WHAT TO DO:
Set down exactly the lines from the one containing "Place one marker on each instance of the smoke" through the end of the records below, both included, and nothing else.

Point labeling examples:
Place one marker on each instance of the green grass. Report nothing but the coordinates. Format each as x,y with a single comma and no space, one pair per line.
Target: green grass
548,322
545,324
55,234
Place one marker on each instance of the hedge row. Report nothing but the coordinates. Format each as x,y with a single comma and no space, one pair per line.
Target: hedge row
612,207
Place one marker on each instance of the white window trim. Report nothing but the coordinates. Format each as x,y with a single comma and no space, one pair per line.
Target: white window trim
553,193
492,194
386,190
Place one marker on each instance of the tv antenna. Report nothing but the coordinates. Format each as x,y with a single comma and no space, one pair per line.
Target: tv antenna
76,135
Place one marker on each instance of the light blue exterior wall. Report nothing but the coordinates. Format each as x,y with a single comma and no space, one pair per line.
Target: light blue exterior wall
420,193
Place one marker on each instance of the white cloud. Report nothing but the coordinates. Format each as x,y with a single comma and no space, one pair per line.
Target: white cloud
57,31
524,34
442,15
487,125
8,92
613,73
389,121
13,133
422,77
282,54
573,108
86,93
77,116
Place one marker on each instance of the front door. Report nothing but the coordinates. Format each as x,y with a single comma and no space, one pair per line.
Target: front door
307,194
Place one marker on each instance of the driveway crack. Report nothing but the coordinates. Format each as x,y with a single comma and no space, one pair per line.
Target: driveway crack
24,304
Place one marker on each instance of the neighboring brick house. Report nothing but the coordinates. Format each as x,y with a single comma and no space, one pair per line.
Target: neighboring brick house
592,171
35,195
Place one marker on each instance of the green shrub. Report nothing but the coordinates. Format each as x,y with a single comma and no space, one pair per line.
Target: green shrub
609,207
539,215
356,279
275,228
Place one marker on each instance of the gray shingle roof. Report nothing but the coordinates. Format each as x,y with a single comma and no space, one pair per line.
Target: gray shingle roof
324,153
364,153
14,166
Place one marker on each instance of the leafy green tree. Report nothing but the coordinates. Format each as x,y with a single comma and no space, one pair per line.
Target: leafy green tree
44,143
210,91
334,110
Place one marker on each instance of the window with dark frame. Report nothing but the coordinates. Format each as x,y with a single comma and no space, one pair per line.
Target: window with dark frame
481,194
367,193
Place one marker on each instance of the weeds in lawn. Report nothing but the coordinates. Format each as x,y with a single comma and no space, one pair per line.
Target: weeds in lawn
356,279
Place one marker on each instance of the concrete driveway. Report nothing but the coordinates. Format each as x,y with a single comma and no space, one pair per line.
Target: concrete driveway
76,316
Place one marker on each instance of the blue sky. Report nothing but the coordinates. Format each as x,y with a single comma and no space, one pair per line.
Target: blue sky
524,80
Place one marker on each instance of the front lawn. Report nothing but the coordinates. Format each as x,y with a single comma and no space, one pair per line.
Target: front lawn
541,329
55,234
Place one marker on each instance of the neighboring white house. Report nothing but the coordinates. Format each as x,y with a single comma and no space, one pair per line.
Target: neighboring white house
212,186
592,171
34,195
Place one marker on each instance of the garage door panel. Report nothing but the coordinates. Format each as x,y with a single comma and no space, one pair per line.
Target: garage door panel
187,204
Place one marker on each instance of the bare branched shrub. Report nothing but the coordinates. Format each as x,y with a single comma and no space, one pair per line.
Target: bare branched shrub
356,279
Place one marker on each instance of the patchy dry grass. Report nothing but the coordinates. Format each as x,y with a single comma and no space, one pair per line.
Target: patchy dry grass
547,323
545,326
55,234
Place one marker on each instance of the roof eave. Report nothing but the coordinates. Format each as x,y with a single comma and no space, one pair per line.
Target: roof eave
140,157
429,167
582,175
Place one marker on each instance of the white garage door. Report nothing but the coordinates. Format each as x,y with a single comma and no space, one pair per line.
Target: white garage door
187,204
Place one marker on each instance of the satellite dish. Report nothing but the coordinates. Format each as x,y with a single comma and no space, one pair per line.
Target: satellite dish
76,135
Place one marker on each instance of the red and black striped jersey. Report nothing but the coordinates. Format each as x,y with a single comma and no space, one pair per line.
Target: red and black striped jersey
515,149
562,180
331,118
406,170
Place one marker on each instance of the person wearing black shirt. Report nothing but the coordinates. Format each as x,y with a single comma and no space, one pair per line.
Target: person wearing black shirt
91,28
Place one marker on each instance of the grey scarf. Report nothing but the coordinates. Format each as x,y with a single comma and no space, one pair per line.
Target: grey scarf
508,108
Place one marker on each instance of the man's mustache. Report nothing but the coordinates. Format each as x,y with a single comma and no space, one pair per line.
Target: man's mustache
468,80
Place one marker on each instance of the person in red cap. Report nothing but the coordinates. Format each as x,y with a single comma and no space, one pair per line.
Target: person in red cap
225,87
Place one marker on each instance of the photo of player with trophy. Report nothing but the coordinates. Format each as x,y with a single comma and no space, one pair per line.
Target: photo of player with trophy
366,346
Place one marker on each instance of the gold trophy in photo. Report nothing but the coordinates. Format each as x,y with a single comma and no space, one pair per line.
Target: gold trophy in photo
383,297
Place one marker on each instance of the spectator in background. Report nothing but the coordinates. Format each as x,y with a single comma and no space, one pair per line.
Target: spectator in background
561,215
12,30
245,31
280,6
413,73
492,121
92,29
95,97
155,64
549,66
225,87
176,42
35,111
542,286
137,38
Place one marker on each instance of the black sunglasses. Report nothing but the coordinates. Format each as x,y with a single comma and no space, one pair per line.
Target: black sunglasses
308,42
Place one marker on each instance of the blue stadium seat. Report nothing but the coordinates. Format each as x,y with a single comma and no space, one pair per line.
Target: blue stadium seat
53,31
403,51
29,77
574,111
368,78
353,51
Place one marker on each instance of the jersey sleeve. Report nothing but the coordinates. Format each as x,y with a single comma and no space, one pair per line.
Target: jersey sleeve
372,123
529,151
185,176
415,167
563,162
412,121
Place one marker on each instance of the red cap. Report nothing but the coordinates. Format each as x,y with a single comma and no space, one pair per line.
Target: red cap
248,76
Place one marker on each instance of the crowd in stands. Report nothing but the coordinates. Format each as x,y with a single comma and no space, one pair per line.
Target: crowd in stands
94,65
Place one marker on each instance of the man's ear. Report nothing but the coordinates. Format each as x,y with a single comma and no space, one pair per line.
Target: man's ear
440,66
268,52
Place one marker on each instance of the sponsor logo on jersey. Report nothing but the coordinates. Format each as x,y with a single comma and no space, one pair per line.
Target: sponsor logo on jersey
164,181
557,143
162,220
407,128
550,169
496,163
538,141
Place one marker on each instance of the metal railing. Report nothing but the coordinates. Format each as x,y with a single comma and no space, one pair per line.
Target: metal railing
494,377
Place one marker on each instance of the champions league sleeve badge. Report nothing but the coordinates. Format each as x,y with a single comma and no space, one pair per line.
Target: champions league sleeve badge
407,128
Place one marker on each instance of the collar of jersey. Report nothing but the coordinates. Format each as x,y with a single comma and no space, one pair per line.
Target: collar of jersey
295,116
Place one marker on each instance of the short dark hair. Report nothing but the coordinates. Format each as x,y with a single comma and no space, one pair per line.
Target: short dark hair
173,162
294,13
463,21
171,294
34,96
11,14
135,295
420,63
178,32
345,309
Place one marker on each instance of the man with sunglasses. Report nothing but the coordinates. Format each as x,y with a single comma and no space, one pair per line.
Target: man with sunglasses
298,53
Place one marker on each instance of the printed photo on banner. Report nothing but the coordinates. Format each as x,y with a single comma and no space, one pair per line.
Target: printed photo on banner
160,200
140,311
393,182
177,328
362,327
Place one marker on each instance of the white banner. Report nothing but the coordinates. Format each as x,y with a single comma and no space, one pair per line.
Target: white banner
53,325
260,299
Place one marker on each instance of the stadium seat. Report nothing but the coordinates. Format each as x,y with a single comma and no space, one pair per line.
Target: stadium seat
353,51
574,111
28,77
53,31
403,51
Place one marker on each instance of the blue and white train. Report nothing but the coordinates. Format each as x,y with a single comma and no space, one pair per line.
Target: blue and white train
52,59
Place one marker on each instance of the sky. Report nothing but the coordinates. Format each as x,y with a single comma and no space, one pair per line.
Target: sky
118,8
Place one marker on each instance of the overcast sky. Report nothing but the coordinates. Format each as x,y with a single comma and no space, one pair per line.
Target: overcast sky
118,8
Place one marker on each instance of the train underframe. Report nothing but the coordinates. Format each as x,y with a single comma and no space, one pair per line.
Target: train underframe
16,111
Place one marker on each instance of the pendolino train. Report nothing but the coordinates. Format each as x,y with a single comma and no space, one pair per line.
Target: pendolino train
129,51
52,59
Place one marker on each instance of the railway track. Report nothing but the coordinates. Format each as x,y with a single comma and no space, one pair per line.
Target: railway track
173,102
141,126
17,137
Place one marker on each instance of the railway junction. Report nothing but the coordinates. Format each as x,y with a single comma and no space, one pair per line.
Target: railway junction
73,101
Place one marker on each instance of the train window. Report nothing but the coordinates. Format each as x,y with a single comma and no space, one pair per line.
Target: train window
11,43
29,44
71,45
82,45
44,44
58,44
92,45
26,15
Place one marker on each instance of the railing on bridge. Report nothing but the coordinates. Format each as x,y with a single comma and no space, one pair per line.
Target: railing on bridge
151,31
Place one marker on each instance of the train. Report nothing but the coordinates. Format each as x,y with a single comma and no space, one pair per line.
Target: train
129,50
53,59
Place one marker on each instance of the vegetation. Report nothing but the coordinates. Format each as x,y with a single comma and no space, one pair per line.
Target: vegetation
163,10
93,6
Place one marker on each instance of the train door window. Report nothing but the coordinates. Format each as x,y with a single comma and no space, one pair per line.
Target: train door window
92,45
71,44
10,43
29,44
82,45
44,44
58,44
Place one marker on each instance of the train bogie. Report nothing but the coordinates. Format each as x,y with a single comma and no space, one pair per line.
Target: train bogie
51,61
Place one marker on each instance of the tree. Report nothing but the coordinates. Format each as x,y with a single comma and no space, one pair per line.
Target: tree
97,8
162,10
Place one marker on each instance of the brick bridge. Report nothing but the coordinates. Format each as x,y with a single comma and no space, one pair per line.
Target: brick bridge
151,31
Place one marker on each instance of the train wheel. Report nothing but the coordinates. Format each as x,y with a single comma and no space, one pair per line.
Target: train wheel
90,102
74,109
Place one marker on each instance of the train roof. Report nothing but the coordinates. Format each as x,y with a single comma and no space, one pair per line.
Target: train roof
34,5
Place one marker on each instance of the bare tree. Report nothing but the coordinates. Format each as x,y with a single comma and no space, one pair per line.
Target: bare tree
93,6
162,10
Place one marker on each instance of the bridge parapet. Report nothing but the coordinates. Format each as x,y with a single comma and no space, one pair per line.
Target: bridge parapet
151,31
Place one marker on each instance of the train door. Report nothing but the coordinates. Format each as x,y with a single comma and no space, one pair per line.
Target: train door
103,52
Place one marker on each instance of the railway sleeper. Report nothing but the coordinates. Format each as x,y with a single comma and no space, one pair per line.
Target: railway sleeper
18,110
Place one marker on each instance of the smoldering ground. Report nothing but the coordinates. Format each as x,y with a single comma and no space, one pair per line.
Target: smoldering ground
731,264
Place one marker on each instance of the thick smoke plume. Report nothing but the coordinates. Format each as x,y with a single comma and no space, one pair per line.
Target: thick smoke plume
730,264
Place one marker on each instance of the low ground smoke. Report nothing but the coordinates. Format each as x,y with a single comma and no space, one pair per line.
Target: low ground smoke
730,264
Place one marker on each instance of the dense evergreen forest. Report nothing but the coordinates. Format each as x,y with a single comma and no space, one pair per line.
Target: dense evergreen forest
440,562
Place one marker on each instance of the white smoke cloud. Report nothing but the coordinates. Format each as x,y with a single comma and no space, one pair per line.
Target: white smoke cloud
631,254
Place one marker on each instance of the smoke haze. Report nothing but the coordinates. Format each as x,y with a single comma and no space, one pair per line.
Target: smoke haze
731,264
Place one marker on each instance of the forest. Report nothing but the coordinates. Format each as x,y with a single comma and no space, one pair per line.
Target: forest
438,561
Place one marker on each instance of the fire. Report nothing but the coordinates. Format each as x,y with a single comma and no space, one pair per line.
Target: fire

TASK ANSWER:
Place one marker on each instance of the smoke haze. Report nothing but the coordinates. Format each as x,y with a single comma and no space, one pair per line.
Target: smoke haze
731,264
Place one marker on each instance of the forest. Report nothing but the coordinates. Format each as x,y with a single comma and no space, one pair per line.
Target: forest
438,561
Place one marker on each instance of the fire. Report nothing but the coordinates. Format each as x,y with a single comma and no space, one pair per line.
Target: fire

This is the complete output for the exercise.